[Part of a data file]
(begin)

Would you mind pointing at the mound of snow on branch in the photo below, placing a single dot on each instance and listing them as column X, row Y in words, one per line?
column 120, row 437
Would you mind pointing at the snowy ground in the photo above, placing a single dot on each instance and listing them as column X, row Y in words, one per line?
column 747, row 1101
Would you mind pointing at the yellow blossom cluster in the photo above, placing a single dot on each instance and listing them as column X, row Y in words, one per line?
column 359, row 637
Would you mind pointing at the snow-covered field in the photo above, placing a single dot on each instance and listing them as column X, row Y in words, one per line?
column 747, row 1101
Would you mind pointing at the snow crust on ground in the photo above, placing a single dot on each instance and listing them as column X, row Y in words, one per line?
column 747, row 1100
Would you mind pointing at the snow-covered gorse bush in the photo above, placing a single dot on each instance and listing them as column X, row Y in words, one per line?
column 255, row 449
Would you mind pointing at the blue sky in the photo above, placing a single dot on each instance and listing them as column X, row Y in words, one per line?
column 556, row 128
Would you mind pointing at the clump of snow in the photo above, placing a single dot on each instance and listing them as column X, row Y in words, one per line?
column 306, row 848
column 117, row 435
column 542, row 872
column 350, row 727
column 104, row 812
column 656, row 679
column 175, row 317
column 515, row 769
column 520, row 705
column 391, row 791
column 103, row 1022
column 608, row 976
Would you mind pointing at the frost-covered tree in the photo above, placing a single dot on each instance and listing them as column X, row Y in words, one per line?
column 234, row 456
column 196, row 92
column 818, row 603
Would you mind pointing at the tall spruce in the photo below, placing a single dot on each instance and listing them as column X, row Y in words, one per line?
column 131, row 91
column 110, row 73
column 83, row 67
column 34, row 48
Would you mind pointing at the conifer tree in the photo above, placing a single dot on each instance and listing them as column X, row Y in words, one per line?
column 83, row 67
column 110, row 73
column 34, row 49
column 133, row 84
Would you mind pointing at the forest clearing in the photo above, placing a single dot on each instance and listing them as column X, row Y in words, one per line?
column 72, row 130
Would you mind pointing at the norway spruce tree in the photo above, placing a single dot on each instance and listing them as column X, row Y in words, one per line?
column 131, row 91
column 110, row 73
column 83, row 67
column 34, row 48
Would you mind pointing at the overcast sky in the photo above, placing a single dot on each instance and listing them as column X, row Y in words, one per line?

(end)

● **Exercise goal**:
Copy out the lines above, starting with the line containing "Would you mind pointing at the snow crust" and ending with the line containing "column 556, row 128", both included.

● **Answer to the task**:
Would you mind pointing at the snow crust on ground in the photo above, placing a single dot on each instance and listing them as column X, row Y in words, one per line?
column 747, row 1100
Would you mind pointing at the snow-covered gorse bush in the photo above, placing a single dot on each instance and listing them as column X, row Y in words, one per line?
column 255, row 449
Would you mind pointing at the blue sky in the photo above, placing a single dot on each instance and listing them as column X, row Y in words, one per line?
column 556, row 128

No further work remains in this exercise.